-- START MATERIALS PROVIDED --

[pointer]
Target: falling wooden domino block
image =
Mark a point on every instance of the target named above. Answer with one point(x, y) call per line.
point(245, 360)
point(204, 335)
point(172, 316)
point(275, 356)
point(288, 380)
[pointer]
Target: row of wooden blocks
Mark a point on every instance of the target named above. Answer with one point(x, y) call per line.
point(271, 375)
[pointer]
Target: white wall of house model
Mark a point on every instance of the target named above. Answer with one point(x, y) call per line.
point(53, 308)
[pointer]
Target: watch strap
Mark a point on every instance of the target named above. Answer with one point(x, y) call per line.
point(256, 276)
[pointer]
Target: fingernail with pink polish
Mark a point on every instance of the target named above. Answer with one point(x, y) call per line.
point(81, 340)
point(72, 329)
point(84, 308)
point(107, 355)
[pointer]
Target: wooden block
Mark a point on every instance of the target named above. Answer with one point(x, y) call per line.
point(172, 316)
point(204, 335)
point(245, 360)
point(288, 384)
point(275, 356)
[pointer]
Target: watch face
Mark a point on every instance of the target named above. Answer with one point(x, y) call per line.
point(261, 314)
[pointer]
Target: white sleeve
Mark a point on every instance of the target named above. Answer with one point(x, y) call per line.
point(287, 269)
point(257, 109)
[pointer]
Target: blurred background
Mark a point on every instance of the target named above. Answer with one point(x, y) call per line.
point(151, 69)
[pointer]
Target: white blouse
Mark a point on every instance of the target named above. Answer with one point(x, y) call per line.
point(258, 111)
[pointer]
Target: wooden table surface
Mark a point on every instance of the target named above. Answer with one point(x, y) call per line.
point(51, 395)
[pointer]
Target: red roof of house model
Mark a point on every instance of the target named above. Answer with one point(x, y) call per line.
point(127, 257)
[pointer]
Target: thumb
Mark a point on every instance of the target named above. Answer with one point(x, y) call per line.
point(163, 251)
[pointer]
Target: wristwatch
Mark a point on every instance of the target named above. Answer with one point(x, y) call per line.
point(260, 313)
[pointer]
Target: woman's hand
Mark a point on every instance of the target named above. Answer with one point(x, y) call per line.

-- END MATERIALS PROVIDED --

**THE REQUEST**
Reproduce all of the data above word for word.

**PROBLEM SOLUTION**
[pointer]
Target: falling wooden domino block
image =
Mark a point on every instance of the target named above. Answer with one point(x, y) call per line.
point(245, 360)
point(204, 335)
point(172, 316)
point(275, 356)
point(288, 380)
[pointer]
Target: row of wooden blocks
Mark a point on every instance of the target named above. Answer with one point(x, y) call per line.
point(271, 375)
[pointer]
Target: white wall of house model
Mark a point on every instance of the target named above. Answer with one point(x, y) call per line.
point(53, 308)
[pointer]
Target: watch strap
Mark a point on every instance of the target named above. Answer with one point(x, y) call per line.
point(256, 276)
[pointer]
Target: fingernail with pink polish
Mark a point on every instance of the target named above. Answer with one point(x, y) call per line.
point(81, 340)
point(72, 329)
point(84, 308)
point(107, 355)
[pointer]
Target: wooden block
Mark a point on every instance of the target named above. Answer with one point(x, y) call per line.
point(172, 316)
point(204, 335)
point(245, 360)
point(288, 384)
point(275, 356)
[pointer]
Target: watch face
Mark a point on every instance of the target named above. Answer with one point(x, y) call per line.
point(261, 314)
[pointer]
Target: white sleeve
Mark a point on every instance of the target named above. Answer with one point(x, y) call per line.
point(287, 269)
point(257, 109)
[pointer]
Target: blurred background
Mark a point on every instance of the target named above. Answer with one point(x, y) call per line.
point(151, 69)
[pointer]
Target: white blouse
Mark a point on every instance of the target named above. Answer with one point(x, y) call per line.
point(258, 111)
[pointer]
Target: wooden table surface
Mark a point on every instance of the target named above. Answer with one point(x, y) call per line.
point(51, 395)
[pointer]
Target: red roof of house model
Mark a point on every instance of the target named above. Answer with one point(x, y) call per line.
point(127, 257)
[pointer]
Target: thumb
Mark a point on every instance of the target named above. Answer with one point(x, y) call per line.
point(163, 251)
[pointer]
Target: wristwatch
Mark a point on every instance of the target named above. Answer with one point(x, y) call per line.
point(260, 313)
[pointer]
Target: woman's hand
Mark a point on every instance of the target named above. Answer with one point(x, y) call per line.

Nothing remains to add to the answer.